Quoted passage:
+++

The Paris Boys Choir (Les Petits Chanteurs de Sainte-Croix de Neuilly) is a boys' choir created in 1956 at Collège Sainte-Croix de Neuilly in Neuilly-sur-Seine, Hauts-de-Seine, France.

Louis Prudhomme founded the choir in 1956, as a revival to one of the Collège's oldest institutions: the Schola, an elite choir born at the same time as Sainte-Croix itself and much celebrated at the time by poet and alumnus Henry de Montherlant. Prudhomme significantly developed the choir's activities and built strong ties with the nascent Pueri Cantores federation, instituted by Monseigneur Maillet – the founder of Les Petits Chanteurs à la Croix de Bois – making it one France's utmost children's choirs.

In 1985, François Polgár – a Sainte-Croix alumnus who then successively became assistant director of Les Chœurs de l'Opéra de Paris and director of Le Chœur de Radio France – was asked by Prudhomme to succeed him. Faithful to his predecessor's philosophy and impetus, Polgár embarked the choir on a path of radical modernization. Les Petits Chanteurs de Sainte-Croix de Neuilly were redeployed into a "Maîtrise": a specially adapted curriculum was crafted at Sainte-Croix for boy pupils willing to practice intensive choir singing and live a unique experience based on music apprenticeship and teamwork, while pursuing regular academic studies.

The choir contributes to the Collège's milestone ceremonies and is at the heart of the students' musical experience. It makes frequent appearances in world-class festivals (Oxford, Aix-en-Provence, Auvers-sur-Oise, Wengen, etc.) and regularly performs great pieces with orchestra (Mozart's Requiem, Fauré's Requiem, Handel's Messiah, etc.). Its repertoire also includes a variety of a cappella liturgical and profane songs.

Every summer, The Paris Boys Choir go on tour, in France and around the world. They have performed in every region in France, and they have also sung including the US, the UK, Switzerland, Italy, Spain, Canada, numerous Eastern European countries.

François Polgár trained the actors of the movie Of Gods and Men who were to play monks in the Cistercian and Gregorian chants. French DJ and producer Martin Solveig was a soprano soloist in The Paris Boys Choir as he was a child, under the direction of François Polgár.

On its website, The Paris Boys Choir reassess the singer's mission statement: "Through our singing and our actions as 'Missionaries of Peace', we pledge to deepen our spiritual reflection and that of our public. Through our hard work, recordings and live performances, we seek ever improving musical quality and vow to contribute to the renewal of the French children's choir school."

+++

Supplied material:
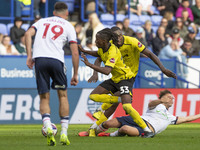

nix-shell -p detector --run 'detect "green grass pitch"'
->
[0,123,200,150]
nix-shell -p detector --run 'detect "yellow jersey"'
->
[116,35,145,77]
[98,44,133,83]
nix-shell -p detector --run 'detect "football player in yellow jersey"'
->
[79,28,154,136]
[79,27,176,138]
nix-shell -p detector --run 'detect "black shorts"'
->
[35,57,67,94]
[99,77,135,96]
[116,116,144,136]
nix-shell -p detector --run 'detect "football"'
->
[41,123,58,137]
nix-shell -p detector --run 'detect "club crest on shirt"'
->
[138,42,142,47]
[110,58,115,63]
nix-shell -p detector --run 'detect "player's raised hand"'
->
[88,74,98,83]
[26,57,35,69]
[78,44,85,53]
[81,53,90,66]
[162,69,177,79]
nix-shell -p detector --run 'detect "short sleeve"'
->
[105,46,119,68]
[67,24,77,43]
[132,38,145,52]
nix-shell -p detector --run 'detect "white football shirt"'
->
[142,104,177,134]
[32,16,77,63]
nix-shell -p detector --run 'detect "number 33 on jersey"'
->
[32,16,77,62]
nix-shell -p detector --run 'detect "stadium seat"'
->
[129,25,141,32]
[130,14,141,25]
[7,23,14,35]
[22,24,30,31]
[151,15,163,26]
[0,23,8,35]
[151,5,160,15]
[139,15,151,25]
[116,14,126,21]
[151,26,159,33]
[100,14,114,25]
[22,5,31,16]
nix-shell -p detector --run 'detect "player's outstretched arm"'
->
[70,43,79,86]
[88,57,102,83]
[81,54,112,75]
[78,44,99,57]
[142,48,177,79]
[25,28,35,69]
[176,114,200,124]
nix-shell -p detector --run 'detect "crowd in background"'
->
[0,0,200,58]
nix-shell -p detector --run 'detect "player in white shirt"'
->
[25,2,79,146]
[83,90,200,136]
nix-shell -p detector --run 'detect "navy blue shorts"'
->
[116,116,144,136]
[35,57,67,94]
[99,77,135,96]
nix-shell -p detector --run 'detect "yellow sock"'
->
[123,103,147,129]
[89,94,118,103]
[101,103,112,110]
[96,113,108,126]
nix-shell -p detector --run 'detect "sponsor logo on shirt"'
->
[110,58,115,63]
[138,42,142,47]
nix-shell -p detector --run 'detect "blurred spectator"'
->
[0,33,4,43]
[10,17,25,44]
[139,0,154,15]
[158,41,188,88]
[74,23,83,44]
[15,0,31,17]
[126,0,142,16]
[144,20,155,48]
[167,28,184,46]
[164,11,174,29]
[135,27,147,47]
[85,0,96,16]
[191,0,200,25]
[184,26,200,56]
[172,17,188,39]
[153,0,179,16]
[152,26,168,56]
[115,21,123,30]
[107,0,126,15]
[122,18,135,36]
[15,35,26,55]
[0,35,19,55]
[181,40,199,57]
[176,0,194,21]
[79,13,104,46]
[182,9,192,27]
[34,0,46,18]
[83,38,98,51]
[160,18,172,37]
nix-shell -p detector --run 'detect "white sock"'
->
[90,122,98,129]
[42,113,52,129]
[60,116,69,135]
[96,124,108,133]
[143,127,152,132]
[118,97,122,103]
[110,130,119,136]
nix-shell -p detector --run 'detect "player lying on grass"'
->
[79,28,153,137]
[85,90,200,136]
[83,27,176,136]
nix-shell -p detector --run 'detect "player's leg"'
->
[118,78,153,136]
[35,58,56,146]
[118,125,140,136]
[89,79,121,103]
[57,89,70,145]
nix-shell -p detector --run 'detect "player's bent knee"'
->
[89,94,99,102]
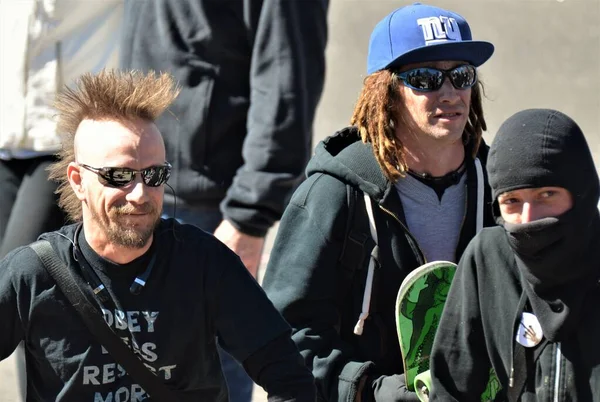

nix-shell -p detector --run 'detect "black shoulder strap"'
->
[30,240,179,402]
[506,338,548,402]
[337,185,375,305]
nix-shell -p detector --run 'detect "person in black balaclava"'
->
[431,109,600,402]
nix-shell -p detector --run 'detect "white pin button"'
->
[516,313,544,348]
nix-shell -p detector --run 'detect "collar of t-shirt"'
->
[77,226,152,278]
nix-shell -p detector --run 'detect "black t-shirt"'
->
[0,220,290,402]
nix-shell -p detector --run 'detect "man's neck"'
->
[404,137,465,177]
[83,225,152,264]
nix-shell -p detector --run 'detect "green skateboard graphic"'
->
[396,261,500,402]
[396,261,456,391]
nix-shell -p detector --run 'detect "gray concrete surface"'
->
[0,0,600,402]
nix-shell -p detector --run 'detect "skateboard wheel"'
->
[415,370,431,402]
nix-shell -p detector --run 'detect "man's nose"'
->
[521,202,535,223]
[127,175,149,204]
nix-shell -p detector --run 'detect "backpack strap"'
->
[29,240,179,402]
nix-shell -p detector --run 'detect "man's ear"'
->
[67,162,85,201]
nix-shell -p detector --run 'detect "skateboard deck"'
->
[396,261,501,402]
[396,261,456,391]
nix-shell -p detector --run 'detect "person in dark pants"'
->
[121,0,329,402]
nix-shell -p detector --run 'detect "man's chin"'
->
[109,218,159,249]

+++

Exercise goal:
Please copy out, word for word, the part of the passage about the Paris Boys Choir from "The choir contributes" up to and including "and profane songs.".

Answer to this exercise:
The choir contributes to the Collège's milestone ceremonies and is at the heart of the students' musical experience. It makes frequent appearances in world-class festivals (Oxford, Aix-en-Provence, Auvers-sur-Oise, Wengen, etc.) and regularly performs great pieces with orchestra (Mozart's Requiem, Fauré's Requiem, Handel's Messiah, etc.). Its repertoire also includes a variety of a cappella liturgical and profane songs.